%%

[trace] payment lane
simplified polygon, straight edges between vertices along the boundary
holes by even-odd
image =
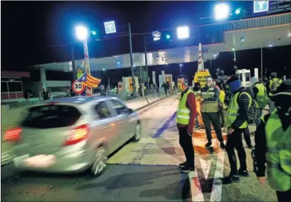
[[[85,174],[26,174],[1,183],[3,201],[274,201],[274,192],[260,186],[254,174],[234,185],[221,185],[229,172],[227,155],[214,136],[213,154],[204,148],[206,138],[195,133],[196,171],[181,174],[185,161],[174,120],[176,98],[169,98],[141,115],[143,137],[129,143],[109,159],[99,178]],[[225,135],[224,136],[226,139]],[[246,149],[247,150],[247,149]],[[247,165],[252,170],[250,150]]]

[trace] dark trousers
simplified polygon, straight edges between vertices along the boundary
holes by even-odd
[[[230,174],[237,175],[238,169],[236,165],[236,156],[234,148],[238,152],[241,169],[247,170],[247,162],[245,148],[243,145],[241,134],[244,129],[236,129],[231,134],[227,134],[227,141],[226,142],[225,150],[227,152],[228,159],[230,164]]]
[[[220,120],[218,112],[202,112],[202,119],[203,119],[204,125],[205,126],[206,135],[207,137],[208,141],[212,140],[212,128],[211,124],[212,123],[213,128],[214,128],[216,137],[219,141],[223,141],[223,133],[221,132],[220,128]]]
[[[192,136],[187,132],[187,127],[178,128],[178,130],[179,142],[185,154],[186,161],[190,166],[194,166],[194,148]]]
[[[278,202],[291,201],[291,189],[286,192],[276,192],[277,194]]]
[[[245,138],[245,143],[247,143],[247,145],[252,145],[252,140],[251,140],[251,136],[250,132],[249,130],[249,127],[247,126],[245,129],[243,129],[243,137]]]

%%
%%

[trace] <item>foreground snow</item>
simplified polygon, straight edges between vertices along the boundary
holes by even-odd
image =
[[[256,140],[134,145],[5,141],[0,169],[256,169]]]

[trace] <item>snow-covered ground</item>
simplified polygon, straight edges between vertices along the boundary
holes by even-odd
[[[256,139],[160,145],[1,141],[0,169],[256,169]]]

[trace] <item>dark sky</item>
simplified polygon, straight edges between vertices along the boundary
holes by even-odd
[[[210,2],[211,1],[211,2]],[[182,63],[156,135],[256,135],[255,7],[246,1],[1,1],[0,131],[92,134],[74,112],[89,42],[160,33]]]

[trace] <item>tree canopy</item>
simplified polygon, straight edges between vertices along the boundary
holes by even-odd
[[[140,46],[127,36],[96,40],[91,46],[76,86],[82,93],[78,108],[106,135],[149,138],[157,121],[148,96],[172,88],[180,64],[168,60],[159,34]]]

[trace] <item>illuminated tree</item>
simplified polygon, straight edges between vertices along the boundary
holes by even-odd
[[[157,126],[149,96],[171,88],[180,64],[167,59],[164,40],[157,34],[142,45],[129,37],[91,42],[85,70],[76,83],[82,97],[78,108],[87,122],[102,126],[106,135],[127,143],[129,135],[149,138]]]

%%

- **The exercise**
How many lines in the items above contain the word "snow"? Reply with the number alone.

- **Complete answer**
2